● GIVEN TASK:
Starting at the line with "of the shrub", copy each line through the last one below exactly as written, without any pictures.

● MATERIAL FOR THIS TASK:

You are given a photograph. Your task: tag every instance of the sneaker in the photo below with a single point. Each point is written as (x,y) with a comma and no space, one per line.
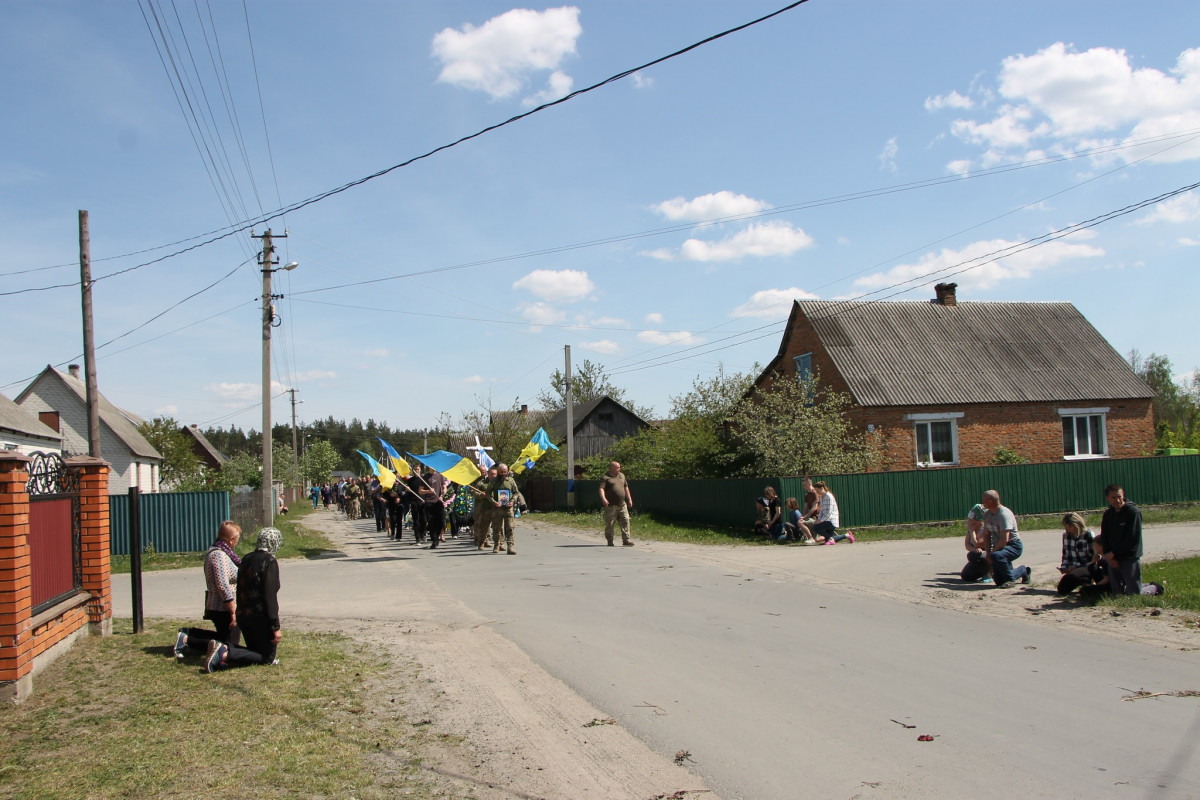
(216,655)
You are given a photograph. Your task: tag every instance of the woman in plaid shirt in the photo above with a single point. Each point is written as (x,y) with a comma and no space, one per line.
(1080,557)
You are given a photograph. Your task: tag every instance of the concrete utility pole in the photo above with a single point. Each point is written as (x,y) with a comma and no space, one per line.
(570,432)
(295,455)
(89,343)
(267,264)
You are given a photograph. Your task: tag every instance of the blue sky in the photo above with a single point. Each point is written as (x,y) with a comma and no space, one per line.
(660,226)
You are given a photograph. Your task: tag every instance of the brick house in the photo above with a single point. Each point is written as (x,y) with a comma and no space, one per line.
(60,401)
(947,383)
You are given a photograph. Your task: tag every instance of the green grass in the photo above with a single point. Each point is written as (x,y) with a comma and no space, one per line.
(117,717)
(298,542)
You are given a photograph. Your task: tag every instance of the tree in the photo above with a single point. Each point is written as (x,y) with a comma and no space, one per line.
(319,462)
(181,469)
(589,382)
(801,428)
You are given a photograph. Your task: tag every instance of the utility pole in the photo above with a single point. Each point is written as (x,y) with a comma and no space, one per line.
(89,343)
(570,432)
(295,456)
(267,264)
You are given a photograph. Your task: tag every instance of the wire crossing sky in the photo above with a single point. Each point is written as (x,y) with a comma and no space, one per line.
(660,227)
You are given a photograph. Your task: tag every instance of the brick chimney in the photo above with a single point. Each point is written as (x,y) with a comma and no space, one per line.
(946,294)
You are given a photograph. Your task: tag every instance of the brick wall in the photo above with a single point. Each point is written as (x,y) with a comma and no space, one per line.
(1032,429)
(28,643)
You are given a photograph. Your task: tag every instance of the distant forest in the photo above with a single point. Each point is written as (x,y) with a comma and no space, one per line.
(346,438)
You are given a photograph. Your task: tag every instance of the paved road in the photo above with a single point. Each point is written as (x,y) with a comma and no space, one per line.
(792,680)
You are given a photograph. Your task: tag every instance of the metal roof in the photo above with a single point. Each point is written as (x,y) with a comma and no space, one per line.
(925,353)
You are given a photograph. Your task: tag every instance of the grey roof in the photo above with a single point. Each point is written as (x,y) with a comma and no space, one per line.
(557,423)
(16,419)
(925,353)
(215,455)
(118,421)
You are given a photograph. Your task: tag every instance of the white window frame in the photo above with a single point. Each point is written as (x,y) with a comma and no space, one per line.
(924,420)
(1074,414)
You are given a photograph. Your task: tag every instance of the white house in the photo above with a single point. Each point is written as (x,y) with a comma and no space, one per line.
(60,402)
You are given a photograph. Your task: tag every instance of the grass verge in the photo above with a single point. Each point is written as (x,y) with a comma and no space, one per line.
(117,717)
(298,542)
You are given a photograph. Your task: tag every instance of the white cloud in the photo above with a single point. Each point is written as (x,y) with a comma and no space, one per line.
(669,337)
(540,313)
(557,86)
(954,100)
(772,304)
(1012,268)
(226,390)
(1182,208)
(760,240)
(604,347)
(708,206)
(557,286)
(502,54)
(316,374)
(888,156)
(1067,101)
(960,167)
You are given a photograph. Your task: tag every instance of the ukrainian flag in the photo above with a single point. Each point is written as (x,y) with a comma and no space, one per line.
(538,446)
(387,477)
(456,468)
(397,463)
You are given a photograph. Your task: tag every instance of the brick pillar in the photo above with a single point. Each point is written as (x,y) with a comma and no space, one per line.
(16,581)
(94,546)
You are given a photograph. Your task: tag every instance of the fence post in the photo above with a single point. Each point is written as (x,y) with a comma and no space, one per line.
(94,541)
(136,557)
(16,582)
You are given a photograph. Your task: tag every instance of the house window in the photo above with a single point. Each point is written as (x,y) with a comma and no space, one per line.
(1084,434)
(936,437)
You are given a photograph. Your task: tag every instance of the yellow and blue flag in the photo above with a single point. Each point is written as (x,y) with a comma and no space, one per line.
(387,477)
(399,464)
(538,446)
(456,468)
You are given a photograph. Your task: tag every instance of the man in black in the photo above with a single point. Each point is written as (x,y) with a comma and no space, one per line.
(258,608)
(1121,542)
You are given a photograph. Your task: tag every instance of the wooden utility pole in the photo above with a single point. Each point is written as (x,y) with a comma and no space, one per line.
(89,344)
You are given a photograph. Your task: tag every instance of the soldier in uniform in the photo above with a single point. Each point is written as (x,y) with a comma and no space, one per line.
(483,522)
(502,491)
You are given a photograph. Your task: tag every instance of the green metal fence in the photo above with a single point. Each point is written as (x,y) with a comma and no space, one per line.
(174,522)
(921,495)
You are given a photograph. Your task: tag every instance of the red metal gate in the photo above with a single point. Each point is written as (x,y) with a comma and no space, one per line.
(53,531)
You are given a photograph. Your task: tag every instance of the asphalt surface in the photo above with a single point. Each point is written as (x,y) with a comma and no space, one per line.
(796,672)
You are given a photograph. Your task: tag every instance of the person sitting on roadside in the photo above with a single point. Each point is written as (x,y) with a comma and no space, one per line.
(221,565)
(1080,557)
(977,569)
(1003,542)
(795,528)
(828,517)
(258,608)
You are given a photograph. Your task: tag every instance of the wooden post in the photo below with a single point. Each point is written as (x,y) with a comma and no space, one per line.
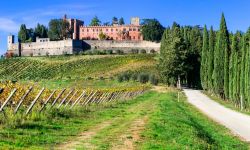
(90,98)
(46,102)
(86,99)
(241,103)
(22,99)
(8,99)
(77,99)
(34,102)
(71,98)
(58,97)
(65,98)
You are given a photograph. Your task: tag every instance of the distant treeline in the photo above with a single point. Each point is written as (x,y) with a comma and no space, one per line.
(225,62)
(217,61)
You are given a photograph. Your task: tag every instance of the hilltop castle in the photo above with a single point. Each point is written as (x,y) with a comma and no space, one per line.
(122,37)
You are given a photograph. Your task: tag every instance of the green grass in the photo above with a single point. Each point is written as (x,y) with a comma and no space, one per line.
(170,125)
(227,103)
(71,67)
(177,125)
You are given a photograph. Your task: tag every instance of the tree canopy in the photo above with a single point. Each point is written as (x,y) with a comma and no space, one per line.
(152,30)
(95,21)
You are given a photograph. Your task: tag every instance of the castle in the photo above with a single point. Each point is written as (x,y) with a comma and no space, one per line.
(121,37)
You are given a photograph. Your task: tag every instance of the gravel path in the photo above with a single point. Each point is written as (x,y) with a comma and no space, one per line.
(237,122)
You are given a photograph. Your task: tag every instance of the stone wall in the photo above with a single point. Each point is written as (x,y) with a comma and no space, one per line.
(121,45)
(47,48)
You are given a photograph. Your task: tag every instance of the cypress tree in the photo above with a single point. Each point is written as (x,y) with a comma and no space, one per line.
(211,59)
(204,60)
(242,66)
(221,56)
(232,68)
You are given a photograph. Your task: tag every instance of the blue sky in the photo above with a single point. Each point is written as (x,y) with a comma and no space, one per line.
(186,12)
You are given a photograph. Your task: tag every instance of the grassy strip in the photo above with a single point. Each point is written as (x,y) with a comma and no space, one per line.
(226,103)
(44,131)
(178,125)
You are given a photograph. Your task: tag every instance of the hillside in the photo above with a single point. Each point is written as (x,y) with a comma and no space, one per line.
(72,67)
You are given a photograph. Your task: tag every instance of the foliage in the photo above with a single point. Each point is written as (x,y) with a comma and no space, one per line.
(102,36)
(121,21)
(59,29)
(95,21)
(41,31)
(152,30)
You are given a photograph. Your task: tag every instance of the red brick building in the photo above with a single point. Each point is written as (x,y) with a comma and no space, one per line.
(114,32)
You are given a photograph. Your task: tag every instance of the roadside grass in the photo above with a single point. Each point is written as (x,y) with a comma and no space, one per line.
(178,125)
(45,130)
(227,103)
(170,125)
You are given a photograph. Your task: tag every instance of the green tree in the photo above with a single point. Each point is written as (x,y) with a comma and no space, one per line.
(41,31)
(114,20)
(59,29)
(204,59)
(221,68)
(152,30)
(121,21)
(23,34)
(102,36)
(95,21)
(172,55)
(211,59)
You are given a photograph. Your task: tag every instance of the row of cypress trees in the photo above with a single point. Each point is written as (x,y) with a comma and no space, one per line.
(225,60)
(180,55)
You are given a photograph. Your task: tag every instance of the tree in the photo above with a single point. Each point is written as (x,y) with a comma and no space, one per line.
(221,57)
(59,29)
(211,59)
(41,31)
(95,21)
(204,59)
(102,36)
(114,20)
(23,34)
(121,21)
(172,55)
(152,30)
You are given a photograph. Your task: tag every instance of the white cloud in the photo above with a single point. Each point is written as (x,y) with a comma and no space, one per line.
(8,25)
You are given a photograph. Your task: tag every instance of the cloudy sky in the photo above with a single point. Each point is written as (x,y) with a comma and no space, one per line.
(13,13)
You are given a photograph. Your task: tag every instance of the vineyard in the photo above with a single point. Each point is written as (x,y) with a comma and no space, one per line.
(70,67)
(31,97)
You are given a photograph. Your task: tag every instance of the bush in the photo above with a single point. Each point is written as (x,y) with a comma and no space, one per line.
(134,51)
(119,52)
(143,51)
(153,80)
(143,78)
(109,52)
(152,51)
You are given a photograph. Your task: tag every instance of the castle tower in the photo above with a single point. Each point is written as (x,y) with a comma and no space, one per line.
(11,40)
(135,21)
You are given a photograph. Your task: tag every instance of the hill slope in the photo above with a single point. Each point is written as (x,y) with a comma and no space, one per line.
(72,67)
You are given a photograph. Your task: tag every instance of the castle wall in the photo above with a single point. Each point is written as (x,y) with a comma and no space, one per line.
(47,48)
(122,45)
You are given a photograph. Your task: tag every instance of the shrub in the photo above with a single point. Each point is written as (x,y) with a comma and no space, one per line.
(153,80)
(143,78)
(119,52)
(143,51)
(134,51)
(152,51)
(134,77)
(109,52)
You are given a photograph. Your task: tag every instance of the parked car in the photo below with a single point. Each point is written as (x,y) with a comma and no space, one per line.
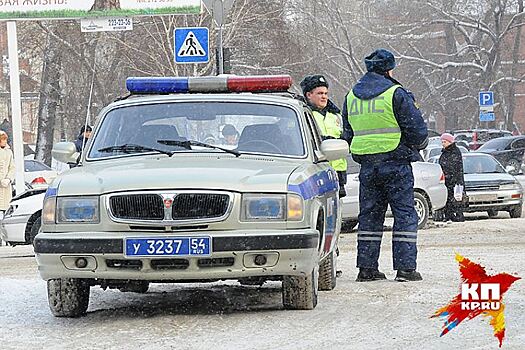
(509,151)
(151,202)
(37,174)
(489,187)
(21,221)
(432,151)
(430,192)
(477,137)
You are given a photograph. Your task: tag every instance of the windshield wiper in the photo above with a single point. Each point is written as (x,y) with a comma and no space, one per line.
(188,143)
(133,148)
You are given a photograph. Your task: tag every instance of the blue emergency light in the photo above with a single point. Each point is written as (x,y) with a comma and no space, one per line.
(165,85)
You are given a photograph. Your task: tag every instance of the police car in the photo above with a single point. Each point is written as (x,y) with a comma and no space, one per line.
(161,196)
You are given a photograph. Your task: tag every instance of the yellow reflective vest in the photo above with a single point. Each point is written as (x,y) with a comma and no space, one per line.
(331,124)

● TASK OUTPUT:
You are given a photograph. Your task: tag every instance of the shrub in the photo above with a single point. Each point is written as (x,y) with a comma and no space, one per line.
(153,80)
(143,78)
(119,52)
(143,51)
(134,51)
(152,51)
(134,77)
(109,52)
You are given a photograph. Your task: tag every instance of the parked car in the photo below with a single point. Each point is written as (x,y) with a comma and no space, one per line.
(509,151)
(151,202)
(37,174)
(489,187)
(21,221)
(432,151)
(430,192)
(477,137)
You are given a photograph. Your task: tag every instance of the windshield wiper in the photo above with a single point. Each point is written as (x,y) with a comma and no space, one per line.
(188,143)
(133,148)
You are given a photograph. Your task: tag every instance of the blue emergency light in the photo above with a single point. Each point is written as (x,y) with a comma and no space, one per line.
(165,85)
You are given a photograph. Your task: tag every instance of the police car in the photo above with a single point. Each point is written as (x,y) with a comma and no space, one per line.
(161,196)
You are given a photograph. Your task: tag every instance of the yellow reflective vest in the photo above with a single point. Each point is written as (x,y) with a comma and no space, one per line.
(331,124)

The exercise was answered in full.